-- Start --

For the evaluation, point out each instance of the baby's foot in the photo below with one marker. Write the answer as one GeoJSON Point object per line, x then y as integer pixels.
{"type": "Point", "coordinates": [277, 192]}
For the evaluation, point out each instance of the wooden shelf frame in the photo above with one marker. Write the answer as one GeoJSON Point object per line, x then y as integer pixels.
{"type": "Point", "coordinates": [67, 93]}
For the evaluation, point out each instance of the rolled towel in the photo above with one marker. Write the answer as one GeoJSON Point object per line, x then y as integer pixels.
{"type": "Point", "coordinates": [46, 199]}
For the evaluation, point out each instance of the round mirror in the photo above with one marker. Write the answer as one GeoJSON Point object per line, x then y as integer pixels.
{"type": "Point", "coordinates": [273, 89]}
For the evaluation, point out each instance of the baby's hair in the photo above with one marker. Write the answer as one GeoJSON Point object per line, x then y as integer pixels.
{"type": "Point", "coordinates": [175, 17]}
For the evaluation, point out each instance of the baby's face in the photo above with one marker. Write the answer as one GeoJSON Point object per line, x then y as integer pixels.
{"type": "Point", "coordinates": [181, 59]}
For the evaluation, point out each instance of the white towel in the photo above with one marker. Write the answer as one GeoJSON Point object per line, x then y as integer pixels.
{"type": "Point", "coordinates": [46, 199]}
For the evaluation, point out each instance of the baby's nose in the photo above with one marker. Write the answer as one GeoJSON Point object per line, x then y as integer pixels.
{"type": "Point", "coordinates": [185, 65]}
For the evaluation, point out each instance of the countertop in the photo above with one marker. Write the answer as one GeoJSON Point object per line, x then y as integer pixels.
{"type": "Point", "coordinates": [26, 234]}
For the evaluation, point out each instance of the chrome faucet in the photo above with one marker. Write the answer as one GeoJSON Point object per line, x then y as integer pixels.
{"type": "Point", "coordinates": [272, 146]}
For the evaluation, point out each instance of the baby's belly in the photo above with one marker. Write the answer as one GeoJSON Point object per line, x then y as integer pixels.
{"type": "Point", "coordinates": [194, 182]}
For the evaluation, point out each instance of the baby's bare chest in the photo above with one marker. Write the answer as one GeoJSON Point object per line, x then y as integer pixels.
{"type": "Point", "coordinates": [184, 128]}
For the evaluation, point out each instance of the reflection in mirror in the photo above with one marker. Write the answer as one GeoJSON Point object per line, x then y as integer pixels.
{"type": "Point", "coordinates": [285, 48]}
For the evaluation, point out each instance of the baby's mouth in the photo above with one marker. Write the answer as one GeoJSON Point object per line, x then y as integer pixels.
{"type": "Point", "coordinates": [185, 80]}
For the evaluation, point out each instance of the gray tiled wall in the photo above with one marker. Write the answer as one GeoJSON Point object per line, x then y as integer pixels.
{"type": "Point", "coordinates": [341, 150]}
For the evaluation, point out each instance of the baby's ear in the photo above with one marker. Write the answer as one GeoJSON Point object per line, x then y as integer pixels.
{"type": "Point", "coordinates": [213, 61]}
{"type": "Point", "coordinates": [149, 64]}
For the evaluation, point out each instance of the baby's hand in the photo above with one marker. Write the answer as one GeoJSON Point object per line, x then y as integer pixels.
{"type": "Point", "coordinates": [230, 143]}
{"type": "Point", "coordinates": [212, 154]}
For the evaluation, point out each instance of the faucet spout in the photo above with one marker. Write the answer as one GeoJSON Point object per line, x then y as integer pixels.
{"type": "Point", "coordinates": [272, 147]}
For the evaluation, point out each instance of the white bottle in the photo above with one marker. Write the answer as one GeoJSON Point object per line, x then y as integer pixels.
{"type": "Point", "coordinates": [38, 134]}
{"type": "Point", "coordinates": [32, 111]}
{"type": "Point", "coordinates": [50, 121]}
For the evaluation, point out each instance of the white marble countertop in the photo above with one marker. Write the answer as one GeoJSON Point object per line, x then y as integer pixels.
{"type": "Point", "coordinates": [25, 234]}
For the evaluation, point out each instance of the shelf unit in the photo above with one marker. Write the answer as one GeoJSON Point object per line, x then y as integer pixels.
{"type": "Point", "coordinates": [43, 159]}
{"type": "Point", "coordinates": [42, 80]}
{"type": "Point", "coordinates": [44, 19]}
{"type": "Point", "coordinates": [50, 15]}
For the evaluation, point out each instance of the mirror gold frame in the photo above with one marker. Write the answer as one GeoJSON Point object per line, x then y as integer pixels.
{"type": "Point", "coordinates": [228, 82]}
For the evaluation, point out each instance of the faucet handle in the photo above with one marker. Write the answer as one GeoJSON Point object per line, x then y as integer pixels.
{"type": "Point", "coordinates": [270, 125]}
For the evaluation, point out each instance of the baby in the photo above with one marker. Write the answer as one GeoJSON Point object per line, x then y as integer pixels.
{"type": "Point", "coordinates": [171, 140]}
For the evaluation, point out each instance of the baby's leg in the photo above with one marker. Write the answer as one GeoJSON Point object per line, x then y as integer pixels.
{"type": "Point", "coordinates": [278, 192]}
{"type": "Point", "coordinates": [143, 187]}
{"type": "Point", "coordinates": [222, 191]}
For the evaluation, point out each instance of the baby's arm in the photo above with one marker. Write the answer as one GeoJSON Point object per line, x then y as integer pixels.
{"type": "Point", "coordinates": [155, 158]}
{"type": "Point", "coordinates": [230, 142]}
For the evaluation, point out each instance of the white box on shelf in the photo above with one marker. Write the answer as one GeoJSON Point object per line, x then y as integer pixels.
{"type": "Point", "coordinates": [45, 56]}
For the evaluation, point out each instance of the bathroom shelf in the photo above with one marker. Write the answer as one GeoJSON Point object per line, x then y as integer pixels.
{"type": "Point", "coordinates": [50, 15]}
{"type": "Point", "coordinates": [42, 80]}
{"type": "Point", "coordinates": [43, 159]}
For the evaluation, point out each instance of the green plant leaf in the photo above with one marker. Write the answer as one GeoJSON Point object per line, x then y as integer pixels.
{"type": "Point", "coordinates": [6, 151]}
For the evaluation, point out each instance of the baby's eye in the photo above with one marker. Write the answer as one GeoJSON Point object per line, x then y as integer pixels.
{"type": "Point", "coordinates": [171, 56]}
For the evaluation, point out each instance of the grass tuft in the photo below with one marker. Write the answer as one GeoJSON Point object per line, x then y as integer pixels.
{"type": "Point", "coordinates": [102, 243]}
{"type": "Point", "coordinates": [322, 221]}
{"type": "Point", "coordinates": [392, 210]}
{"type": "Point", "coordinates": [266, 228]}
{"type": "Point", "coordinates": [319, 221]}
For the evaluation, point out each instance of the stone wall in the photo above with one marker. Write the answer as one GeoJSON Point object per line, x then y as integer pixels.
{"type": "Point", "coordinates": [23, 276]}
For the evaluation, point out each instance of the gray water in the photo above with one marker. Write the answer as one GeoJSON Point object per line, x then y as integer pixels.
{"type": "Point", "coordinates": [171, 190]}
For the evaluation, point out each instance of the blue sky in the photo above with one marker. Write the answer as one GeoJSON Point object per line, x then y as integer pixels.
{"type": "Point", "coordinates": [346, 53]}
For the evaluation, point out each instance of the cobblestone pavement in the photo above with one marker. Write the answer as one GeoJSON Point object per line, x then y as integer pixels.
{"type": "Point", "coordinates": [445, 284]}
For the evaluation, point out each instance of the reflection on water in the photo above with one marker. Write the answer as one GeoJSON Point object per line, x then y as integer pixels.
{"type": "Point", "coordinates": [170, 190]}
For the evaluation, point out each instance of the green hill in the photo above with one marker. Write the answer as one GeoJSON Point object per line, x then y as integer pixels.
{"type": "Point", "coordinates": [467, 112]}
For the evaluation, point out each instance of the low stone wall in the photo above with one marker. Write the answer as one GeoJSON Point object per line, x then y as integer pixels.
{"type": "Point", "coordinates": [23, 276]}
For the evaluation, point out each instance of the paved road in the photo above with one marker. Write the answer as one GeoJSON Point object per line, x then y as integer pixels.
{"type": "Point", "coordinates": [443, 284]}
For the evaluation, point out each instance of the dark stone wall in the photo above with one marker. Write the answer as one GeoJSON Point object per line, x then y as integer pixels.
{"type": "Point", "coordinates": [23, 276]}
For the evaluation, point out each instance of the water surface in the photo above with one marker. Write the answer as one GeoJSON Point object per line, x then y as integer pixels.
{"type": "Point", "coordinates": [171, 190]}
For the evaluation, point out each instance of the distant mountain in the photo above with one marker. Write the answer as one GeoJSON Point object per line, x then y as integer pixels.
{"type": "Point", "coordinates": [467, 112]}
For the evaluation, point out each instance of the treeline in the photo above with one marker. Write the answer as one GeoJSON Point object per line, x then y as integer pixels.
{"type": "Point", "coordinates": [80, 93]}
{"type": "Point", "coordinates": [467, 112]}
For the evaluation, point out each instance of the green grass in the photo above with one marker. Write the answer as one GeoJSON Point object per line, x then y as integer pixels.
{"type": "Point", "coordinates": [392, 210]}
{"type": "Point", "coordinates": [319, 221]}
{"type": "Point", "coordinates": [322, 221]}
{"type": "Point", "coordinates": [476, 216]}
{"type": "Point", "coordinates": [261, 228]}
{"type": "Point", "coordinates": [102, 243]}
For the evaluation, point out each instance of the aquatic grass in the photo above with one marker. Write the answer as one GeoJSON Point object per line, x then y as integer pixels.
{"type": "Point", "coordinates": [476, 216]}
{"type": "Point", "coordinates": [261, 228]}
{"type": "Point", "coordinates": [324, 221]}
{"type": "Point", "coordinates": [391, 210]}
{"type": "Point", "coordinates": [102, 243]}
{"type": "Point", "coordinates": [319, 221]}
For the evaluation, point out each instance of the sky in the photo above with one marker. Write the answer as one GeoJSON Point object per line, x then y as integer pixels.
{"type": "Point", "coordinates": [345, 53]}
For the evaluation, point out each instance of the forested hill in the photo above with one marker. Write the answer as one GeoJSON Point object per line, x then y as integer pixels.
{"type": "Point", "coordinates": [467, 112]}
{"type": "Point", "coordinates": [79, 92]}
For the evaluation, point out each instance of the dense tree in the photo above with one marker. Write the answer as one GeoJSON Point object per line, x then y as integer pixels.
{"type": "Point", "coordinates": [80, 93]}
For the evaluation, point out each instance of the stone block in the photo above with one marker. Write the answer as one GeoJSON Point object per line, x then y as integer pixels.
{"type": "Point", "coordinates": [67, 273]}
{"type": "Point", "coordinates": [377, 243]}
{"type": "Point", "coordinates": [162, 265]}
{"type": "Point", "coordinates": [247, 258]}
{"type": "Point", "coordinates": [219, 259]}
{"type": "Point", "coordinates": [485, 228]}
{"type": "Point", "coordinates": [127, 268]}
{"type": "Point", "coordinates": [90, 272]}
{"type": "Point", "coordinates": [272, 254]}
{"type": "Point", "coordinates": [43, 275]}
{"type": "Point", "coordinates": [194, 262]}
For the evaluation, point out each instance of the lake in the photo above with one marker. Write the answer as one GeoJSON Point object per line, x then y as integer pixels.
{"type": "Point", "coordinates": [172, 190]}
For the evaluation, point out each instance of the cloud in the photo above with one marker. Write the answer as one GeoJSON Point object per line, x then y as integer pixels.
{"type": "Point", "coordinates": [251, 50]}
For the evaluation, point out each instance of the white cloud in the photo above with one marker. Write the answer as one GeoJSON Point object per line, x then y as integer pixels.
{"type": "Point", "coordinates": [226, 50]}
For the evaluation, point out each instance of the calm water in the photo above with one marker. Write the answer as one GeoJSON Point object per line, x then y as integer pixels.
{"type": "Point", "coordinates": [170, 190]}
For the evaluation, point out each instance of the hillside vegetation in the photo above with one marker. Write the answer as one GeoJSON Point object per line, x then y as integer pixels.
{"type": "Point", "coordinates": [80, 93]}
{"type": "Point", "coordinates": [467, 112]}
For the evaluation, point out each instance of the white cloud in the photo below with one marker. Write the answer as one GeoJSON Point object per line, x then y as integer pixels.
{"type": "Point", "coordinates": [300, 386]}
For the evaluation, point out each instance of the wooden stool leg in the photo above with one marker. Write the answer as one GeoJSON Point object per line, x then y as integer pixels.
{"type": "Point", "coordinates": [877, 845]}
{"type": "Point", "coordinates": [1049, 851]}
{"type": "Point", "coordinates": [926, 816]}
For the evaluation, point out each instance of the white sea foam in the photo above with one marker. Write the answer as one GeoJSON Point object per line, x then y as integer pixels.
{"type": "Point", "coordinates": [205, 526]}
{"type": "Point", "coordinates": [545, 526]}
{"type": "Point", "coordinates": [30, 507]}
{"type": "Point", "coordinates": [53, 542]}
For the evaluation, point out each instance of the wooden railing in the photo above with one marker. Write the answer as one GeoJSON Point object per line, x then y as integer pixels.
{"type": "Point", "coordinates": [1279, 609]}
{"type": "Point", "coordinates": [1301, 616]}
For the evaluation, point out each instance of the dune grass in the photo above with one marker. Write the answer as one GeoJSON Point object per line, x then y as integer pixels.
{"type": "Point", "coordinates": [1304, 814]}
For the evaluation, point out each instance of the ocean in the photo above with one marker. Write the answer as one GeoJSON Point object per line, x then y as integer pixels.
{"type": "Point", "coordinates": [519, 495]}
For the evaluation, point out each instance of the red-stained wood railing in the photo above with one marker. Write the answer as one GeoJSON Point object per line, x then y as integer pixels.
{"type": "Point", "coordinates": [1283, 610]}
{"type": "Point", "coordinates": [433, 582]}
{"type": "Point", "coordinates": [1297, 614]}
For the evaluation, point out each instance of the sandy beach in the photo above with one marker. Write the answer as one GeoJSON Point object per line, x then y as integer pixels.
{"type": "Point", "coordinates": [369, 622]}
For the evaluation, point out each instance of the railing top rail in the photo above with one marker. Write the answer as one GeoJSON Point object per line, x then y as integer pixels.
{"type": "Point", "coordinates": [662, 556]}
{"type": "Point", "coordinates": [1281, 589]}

-- End --

Would you quote, exactly and only, the lines from the one containing "For the evaluation, point out each instance of the sandy" to the end of the entries?

For the evaluation, point out each instance of the sandy beach in the photo above with one marker. Write the answer as one GeoJSON Point object per line, x then y as integer pixels.
{"type": "Point", "coordinates": [369, 622]}
For the evaluation, point out each instance of the railing top rail in the photo above with one marker. Write the answer as one GeoJSON Point object per line, x then y as integer pixels.
{"type": "Point", "coordinates": [662, 556]}
{"type": "Point", "coordinates": [1281, 589]}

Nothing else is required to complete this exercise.